begin

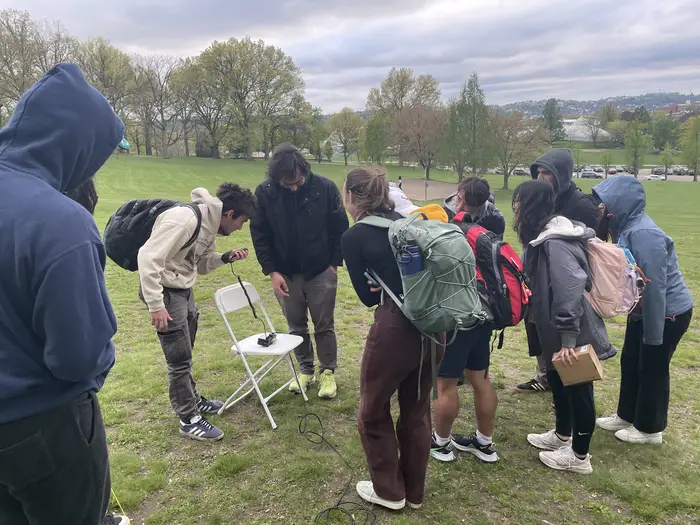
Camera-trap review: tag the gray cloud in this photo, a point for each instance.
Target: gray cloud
(521, 49)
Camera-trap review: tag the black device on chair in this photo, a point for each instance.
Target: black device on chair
(268, 339)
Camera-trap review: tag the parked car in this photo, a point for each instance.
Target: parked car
(590, 174)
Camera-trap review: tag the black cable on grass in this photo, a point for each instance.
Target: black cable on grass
(354, 513)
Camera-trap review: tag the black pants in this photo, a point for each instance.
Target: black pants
(646, 382)
(574, 409)
(54, 467)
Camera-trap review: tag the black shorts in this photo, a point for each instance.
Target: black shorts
(469, 351)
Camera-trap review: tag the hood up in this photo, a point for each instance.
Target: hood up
(62, 131)
(561, 163)
(562, 228)
(625, 200)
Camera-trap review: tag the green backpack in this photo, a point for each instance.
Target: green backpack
(442, 297)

end

STATED PROBLEM » Rescale the records above by writing out every line again, not only the answers, with each answer coordinate multiplied by 1.75 and rounded to a whole number, halves going up. Leave the pictures out.

RESULT OF THIS TASK »
Camera-trap review: tag the gray cloud in this photo, a point for each instance.
Target: gray cloud
(912, 86)
Camera-trap review: tag the black device on chair in this photo, a point for each instance.
Target: black device on chair
(469, 593)
Camera-trap review: tag the parked car in this photo, a point for each instance.
Target: parked car
(1033, 305)
Camera-trap review: tag the black cable on grass in this photo, a point for each instance.
Target: black cable on grass
(620, 898)
Camera-trap review: tag the black pants in this photo, a point for each instance.
Target: black pants
(1131, 669)
(1005, 716)
(95, 817)
Camera-trap review: tag the black shorts in this photo, a point for each instance.
Target: black shorts
(821, 614)
Camera-trap review: tag the hood up in this photo, a point for each instance.
Target: hood up
(109, 229)
(982, 285)
(984, 399)
(1094, 350)
Camera-trap review: tag the green backpack in this photo, a point for each instance.
Target: green backpack
(774, 520)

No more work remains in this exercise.